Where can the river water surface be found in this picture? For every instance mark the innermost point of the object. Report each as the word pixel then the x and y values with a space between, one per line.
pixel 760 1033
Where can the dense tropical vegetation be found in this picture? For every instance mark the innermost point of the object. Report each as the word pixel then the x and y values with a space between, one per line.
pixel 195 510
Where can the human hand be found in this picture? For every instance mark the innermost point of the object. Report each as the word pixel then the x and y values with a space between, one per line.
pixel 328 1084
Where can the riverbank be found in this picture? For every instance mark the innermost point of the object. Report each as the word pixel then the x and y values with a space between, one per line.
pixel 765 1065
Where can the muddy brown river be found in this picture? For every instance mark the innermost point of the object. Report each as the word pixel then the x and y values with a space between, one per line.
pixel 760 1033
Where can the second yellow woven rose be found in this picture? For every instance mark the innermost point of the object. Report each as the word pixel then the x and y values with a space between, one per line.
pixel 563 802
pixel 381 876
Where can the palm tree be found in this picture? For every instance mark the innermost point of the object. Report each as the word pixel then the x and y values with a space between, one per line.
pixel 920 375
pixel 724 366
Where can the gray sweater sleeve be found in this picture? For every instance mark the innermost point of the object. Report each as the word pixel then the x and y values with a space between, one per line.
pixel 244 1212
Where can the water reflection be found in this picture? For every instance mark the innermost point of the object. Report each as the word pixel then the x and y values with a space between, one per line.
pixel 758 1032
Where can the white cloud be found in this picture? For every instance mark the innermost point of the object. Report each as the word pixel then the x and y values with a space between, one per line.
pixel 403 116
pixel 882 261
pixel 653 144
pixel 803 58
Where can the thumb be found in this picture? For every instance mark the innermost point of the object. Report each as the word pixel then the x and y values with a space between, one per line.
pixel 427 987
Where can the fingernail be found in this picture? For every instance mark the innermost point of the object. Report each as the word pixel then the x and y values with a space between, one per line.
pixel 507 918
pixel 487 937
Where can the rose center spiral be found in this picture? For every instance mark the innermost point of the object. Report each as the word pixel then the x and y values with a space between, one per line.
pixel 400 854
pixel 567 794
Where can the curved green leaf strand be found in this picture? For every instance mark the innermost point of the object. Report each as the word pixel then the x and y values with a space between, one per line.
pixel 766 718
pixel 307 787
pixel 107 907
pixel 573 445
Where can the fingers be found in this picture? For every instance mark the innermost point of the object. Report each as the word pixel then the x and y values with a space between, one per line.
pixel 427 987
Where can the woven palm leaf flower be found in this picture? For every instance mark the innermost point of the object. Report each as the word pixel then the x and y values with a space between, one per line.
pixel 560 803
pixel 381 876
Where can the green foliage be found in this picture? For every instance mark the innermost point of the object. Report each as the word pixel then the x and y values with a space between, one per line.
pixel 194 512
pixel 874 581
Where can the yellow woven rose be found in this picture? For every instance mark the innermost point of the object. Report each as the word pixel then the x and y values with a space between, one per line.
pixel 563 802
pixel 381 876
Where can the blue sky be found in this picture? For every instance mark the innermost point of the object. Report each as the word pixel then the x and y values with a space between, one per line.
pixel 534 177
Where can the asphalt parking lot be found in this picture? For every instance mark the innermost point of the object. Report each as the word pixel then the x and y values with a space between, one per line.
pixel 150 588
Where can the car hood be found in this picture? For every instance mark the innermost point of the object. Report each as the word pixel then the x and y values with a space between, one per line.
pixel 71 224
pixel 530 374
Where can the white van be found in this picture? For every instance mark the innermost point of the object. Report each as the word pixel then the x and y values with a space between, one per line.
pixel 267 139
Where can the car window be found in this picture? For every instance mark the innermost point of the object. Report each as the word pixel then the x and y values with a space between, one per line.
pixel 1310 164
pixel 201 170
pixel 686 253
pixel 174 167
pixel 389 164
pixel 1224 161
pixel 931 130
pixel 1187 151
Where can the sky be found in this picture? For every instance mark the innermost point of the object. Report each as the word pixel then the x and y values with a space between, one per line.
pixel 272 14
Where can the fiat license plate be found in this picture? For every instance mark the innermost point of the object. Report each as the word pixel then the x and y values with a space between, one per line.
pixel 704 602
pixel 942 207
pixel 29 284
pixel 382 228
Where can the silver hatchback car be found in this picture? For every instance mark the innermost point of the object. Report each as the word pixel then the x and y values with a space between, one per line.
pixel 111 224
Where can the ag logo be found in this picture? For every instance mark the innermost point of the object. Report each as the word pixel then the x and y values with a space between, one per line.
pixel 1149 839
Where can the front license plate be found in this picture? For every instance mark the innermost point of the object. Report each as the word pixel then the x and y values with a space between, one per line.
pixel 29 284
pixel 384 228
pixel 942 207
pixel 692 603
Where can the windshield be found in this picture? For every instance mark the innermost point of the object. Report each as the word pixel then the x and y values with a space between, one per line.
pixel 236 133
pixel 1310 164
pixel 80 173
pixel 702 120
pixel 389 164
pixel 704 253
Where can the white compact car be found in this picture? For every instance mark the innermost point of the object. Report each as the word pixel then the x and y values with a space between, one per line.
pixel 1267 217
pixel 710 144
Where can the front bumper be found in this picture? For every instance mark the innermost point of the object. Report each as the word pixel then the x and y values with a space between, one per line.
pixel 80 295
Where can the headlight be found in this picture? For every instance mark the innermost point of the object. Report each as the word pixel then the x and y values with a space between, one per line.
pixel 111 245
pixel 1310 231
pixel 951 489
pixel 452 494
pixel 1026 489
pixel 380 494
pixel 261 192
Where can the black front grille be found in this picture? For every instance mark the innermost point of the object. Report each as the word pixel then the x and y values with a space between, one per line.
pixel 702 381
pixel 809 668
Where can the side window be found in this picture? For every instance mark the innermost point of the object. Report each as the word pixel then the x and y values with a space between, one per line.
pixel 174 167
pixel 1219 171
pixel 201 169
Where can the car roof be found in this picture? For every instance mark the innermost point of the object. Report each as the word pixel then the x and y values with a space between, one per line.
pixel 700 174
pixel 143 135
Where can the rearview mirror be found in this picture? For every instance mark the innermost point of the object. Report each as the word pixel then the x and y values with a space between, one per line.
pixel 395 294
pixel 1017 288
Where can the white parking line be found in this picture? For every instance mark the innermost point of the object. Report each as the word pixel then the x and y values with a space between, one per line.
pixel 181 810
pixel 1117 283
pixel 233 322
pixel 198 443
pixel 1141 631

-=-=-

Transcribe all of the records above verbatim, preserving every character and line break.

Where can the river water surface be found in this picture? For every instance mark the innermost point of the object. Report each as the word pixel then the x and y values with a space between, one per line.
pixel 760 1033
Where can the dense tropical vegetation be found in this picture? For every instance mark the innermost point of the object. Report each as the word pixel then the x and y values with a space between, one per line.
pixel 195 510
Where can the human hand be found in this picture? For every instance mark the innermost point of the object. Report each as the word pixel then the x and y values with a space between, one per line.
pixel 328 1084
Where can the riverbank be found in this picture? For every instance mark the innermost point of the object. Report each as the word pixel then the x and y values with a space between, one per line.
pixel 765 1065
Where can the muddy brown river be found in this picture? For every instance mark the innermost point of the object. Report each as the word pixel then the x and y values with a space between, one per line.
pixel 760 1033
Where can the second yellow woven rose be found in this picture? For every instance mark the innermost point of the object. Report each as the word pixel then the x and y values with a space between, one per line.
pixel 563 802
pixel 381 876
Where can the palm tree be found in this picture? For every instance mark the innermost point of the object. Report each as the word pixel then the x and y values with a space between, one per line.
pixel 920 375
pixel 724 366
Where can the gray sweater sleeve be found in this picture? For every instance mark the innermost point of the object. Report each as the word pixel then the x and y values with a space between, one per line.
pixel 244 1212
Where can the water reflection be found in this picture? For every instance mark the innermost point of the object. Report each as the word pixel then the x and y values with a space between, one per line.
pixel 758 1032
Where can the white cloud be found in this picture? For every instance mark the innermost point of the object. Report each as the word pixel then the x and y values with a space between, one per line.
pixel 403 116
pixel 882 261
pixel 653 144
pixel 803 58
Where can the thumb be found in this picture? For every instance mark the innermost point of the object. Report each as the word pixel then the x and y values with a space between, one per line.
pixel 427 987
Where can the fingernail be found in this picture? For every instance mark the innermost point of the object. Report each as the word pixel then the x and y values with a space between, one per line.
pixel 507 918
pixel 487 937
Where can the rose center spiral be found in this picture? For every instance mark the innermost point of the object. Report each as the word pixel then the x and y values with a space between, one per line.
pixel 400 854
pixel 567 794
Where can the curved green leaf strand be found in this picture? For every instance mark the innermost point of the object. Report each as the word pixel then the x and y values with a space between, one per line.
pixel 766 718
pixel 307 787
pixel 107 907
pixel 573 445
Where can the fingers be found in this picture? For every instance mark the innermost point of the object. Report each as the word pixel then the x and y values with a space between, one per line.
pixel 427 987
Where can the woven palm leaf flower be found in this picture? For every instance mark the innermost point of the object. Report each as the word pixel then the x and y values with a space between, one per line.
pixel 560 803
pixel 381 876
Where can the green foliage be found in this picture? For every instance mark the innermost point of the object. Report each as the word pixel then the x and y values with a space between, one per line.
pixel 194 512
pixel 874 581
Where can the yellow woven rose be found in this picture? For every instance mark the innermost point of the object. Report each as the word pixel then the x and y values with a space between, one per line.
pixel 563 802
pixel 381 876
Where can the blue sky be found in this picture? For every instance mark the innermost point of the object. Report each as the word pixel then the x and y values with a space between, one per line.
pixel 534 177
Where can the asphalt parking lot be found in this picture? For every instance mark the innermost point of the object. Report each as the word pixel then the x and y values with a space between, one per line.
pixel 150 588
Where can the car hood be found in this picture? For every instance mark the innermost point of the object. Report each as the word pixel then the x and y values with a space between, one per line.
pixel 71 224
pixel 530 374
Where can the white van be found in this picture? For every instance mark the innermost point of the object. Report each as the word pixel then the x and y values with a space between, one per line.
pixel 267 139
Where can the car window be found in this picture? For every instance mark the innermost point of the object. Report each as the word pixel then the x and y values with a space between, one per line.
pixel 1310 164
pixel 201 170
pixel 686 253
pixel 174 167
pixel 389 164
pixel 1224 161
pixel 931 130
pixel 1187 151
Where can the sky be found in this picture? For every instance mark the innermost point of the object. Report each as the word pixel then the x and y values with a space between, one per line.
pixel 272 14
Where can the fiat license plate be found in this picture? For every instance mark the innermost point of the object. Report each as the word pixel then the x and y values with a space between, one per line.
pixel 704 602
pixel 942 207
pixel 29 284
pixel 382 228
Where can the silver hatchback car be found in this picture? For every instance mark the innermost point of the object. Report each as the word pixel then the x and y values with a space between, one per line.
pixel 111 224
Where can the ag logo be found in this picture? For every instance mark the innermost point of the object. Report each as the word pixel then the x and y values with a space between, one per line.
pixel 1149 839
Where can the front license plate be found in this picture? For every instance mark the innermost point of the object. Report each as the word pixel then the x and y values with a space between, one per line.
pixel 29 284
pixel 384 228
pixel 942 207
pixel 692 603
Where can the windshield be found in this picture? For every instance mark the innermost point of the object. Report each as the word pixel then the x and y values with a space between, one per line.
pixel 236 133
pixel 1310 164
pixel 80 173
pixel 702 120
pixel 389 164
pixel 704 253
Where can the white compact car be found in this picture? For every instance mark the innermost point of the object. Report each as the word pixel then the x and y values with a space between, one per line.
pixel 1267 217
pixel 710 144
Where can the front bumper be found in this picture? For every instance mark the innermost point of the object. Report each as the word pixel then the x and y values with a space between, one per line.
pixel 80 295
Where can the headlight be found in this picture? For every instance mark the innermost point of the object. Report each as the word pixel then the x and y values with a space between, one per line.
pixel 111 245
pixel 1310 231
pixel 951 489
pixel 452 494
pixel 1026 489
pixel 380 494
pixel 261 192
Where can the black front grille be found in this picture? For every instance mark the innermost point of the object. Report each as the word pixel then the x and y values with a space between, one per line.
pixel 702 381
pixel 809 668
Where can the side window be found in this picture? For every instance mark the innermost point of the object. Report each as the word pixel then the x and y values with a space between, one per line.
pixel 174 167
pixel 1219 171
pixel 201 169
Where can the car roof be found in this picture? For every instance mark the innermost point of the object. Report each as the word pixel then the x and y values with a space between, one per line.
pixel 700 174
pixel 143 135
Where can the rearview mirror be found in this picture? For every instance mark the innermost point of the object. Report each as the word pixel then the x and y values with a space between, one per line.
pixel 395 294
pixel 1017 288
Where can the white parking line be found in this picture? For every instance mark the innermost point of the object. Report each as the word pixel then the x and y values with a space between, one per line.
pixel 181 810
pixel 1117 283
pixel 233 322
pixel 198 443
pixel 1141 631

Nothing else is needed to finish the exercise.